▶ [Written problem]
Reproduce the rows from the one containing "Our analyst would like the shrub" through the end of the rows, requests included, and scale every bounding-box coordinate in the answers by 0.4, rounding to whole numbers with halves rounded up. Leave the requests and their sample notation unchanged.
** Begin Provided data **
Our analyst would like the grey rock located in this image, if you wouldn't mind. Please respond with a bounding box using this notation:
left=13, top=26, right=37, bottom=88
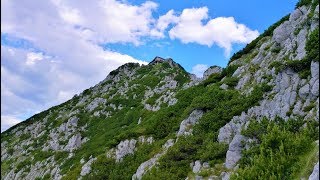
left=299, top=84, right=310, bottom=99
left=132, top=139, right=174, bottom=180
left=272, top=21, right=292, bottom=44
left=192, top=160, right=202, bottom=173
left=177, top=110, right=203, bottom=136
left=225, top=134, right=245, bottom=169
left=203, top=66, right=222, bottom=80
left=235, top=74, right=251, bottom=90
left=218, top=112, right=248, bottom=144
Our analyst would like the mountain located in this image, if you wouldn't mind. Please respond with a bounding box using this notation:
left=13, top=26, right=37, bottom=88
left=1, top=0, right=319, bottom=179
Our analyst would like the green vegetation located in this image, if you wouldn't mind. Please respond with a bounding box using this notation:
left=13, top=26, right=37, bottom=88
left=231, top=117, right=319, bottom=179
left=296, top=0, right=312, bottom=8
left=305, top=27, right=319, bottom=62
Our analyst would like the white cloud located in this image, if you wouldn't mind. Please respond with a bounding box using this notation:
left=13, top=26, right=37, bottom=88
left=26, top=52, right=44, bottom=65
left=1, top=0, right=255, bottom=131
left=151, top=9, right=179, bottom=37
left=1, top=0, right=152, bottom=130
left=191, top=64, right=209, bottom=77
left=169, top=7, right=259, bottom=56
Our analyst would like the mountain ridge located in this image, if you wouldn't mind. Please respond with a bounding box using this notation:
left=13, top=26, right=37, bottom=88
left=1, top=1, right=319, bottom=179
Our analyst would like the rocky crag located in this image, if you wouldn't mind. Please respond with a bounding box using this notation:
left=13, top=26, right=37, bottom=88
left=1, top=1, right=319, bottom=180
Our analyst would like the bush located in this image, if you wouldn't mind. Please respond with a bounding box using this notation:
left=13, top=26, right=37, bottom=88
left=231, top=117, right=319, bottom=179
left=305, top=27, right=319, bottom=62
left=296, top=0, right=312, bottom=8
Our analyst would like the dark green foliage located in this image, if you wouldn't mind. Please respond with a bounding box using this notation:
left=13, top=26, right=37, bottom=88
left=8, top=148, right=14, bottom=155
left=269, top=61, right=284, bottom=74
left=231, top=117, right=319, bottom=179
left=296, top=0, right=316, bottom=8
left=303, top=103, right=316, bottom=112
left=54, top=151, right=69, bottom=162
left=305, top=27, right=319, bottom=62
left=42, top=174, right=52, bottom=180
left=285, top=59, right=311, bottom=72
left=202, top=65, right=239, bottom=87
left=229, top=14, right=290, bottom=64
left=14, top=159, right=31, bottom=173
left=223, top=77, right=239, bottom=87
left=202, top=73, right=222, bottom=86
left=174, top=73, right=189, bottom=86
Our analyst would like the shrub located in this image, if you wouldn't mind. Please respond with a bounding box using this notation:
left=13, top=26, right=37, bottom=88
left=305, top=27, right=319, bottom=62
left=296, top=0, right=312, bottom=8
left=231, top=117, right=319, bottom=179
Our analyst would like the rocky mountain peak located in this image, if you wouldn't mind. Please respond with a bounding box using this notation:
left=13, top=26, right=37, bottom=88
** End Provided data **
▶ [Solution to this task]
Our analyst would like the shrub located in this image, if you wouldn't mind. Please respond with a bounding box using this notation:
left=13, top=26, right=37, bottom=88
left=122, top=11, right=128, bottom=25
left=118, top=0, right=125, bottom=3
left=92, top=47, right=128, bottom=72
Our analyst would like the rocky mountain peak located in this image, if you wouldn't mind. Please respond with a bounding box using this notation:
left=13, top=26, right=37, bottom=88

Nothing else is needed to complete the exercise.